## YOUR INSTRUCTIONS
Please repeat, exactly as written, the line containing "point_to(query) identifies every instance of the rolled-up" and every line after it through the end of the records below.

[Point-per-instance localization data]
::::::
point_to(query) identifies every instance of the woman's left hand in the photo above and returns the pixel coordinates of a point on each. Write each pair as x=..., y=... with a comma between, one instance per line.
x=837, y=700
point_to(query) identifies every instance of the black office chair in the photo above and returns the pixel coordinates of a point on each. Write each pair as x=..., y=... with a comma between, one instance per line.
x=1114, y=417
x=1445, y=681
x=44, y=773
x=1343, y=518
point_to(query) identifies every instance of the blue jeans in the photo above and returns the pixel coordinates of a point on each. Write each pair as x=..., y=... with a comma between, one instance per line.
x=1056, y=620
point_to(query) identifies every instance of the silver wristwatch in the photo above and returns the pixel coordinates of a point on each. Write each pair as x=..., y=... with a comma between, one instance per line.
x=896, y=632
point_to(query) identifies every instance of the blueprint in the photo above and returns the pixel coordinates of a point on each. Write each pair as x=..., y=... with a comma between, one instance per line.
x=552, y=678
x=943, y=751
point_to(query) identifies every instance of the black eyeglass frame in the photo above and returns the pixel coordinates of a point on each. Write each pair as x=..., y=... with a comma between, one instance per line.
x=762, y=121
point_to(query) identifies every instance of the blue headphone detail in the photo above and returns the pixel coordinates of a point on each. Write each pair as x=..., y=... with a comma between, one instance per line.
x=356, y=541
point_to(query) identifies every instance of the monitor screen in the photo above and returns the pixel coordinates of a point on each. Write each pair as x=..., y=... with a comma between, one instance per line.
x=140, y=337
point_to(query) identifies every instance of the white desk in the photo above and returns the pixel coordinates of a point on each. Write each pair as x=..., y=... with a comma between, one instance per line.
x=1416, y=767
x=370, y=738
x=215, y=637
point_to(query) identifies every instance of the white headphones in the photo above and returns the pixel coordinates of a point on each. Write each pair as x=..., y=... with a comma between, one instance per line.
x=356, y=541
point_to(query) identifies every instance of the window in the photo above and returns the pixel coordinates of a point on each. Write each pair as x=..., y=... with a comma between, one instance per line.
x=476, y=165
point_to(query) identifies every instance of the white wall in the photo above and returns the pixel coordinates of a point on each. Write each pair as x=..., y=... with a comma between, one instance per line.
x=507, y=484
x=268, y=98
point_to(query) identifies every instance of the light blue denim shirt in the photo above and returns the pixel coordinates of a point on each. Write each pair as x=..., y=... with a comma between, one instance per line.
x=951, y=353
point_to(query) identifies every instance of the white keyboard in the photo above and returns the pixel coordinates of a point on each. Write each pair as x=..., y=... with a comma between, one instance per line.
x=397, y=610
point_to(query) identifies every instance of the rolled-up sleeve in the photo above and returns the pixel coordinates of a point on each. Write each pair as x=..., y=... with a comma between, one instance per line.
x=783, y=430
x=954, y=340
::::::
## RESPONSE
point_to(query) identifies every instance of the rolled-up sleeve in the photo above and returns the pixel coordinates of a point on each. Write each pair as x=..., y=... with a comma between, one instance per line.
x=783, y=430
x=954, y=340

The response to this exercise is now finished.